→ **Directive**: Present every line of the records below as a numbered list, skipping any blank lines. Leave the pictures out.

→ **Data section**:
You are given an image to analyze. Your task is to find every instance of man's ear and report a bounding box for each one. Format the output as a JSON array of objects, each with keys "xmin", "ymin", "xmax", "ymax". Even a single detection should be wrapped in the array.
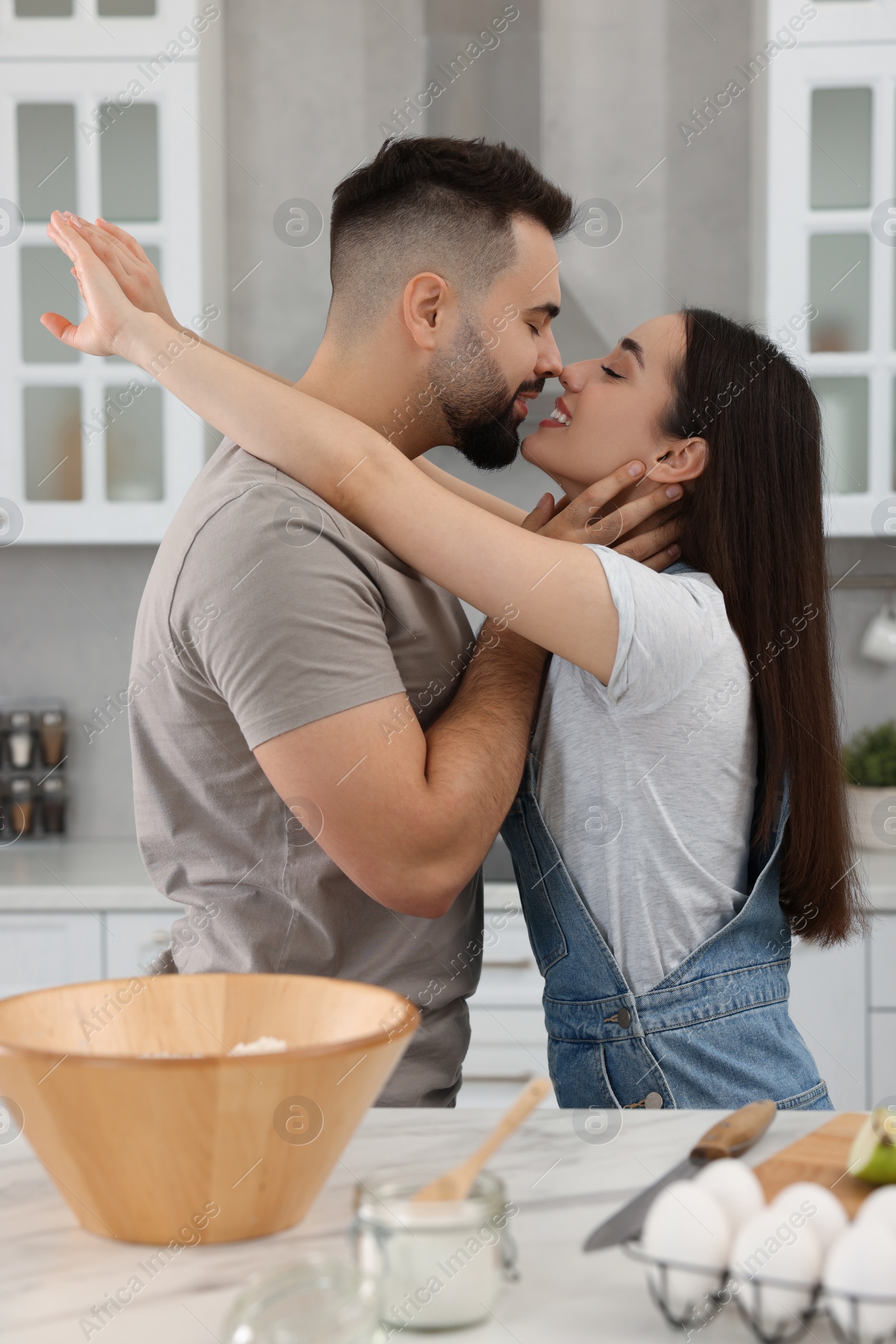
[
  {"xmin": 645, "ymin": 438, "xmax": 710, "ymax": 484},
  {"xmin": 403, "ymin": 270, "xmax": 451, "ymax": 351}
]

→ **Answer to the exercise**:
1. You are given an image to analyze. Your task is to find every instance of man's ear and report a bounding box for each one. Format the output as a JSON array of objects, each with keys "xmin", "ymin", "xmax", "ymax". Even a single detection should be wrapped in the array.
2. [
3.   {"xmin": 645, "ymin": 438, "xmax": 710, "ymax": 484},
4.   {"xmin": 403, "ymin": 270, "xmax": 451, "ymax": 351}
5. ]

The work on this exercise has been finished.